- _EXERCISE INSTRUCTIONS_
Please output each entry exactly as it appears.

- _Source records_
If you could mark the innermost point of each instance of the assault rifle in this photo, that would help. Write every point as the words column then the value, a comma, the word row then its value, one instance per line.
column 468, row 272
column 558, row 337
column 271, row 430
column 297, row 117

- _TASK RESPONSE_
If you could mark the innermost point of each instance of the assault rifle in this photo, that would help. Write every point as the words column then the value, a comma, the word row then its value, one instance per line.
column 468, row 272
column 558, row 337
column 271, row 430
column 297, row 117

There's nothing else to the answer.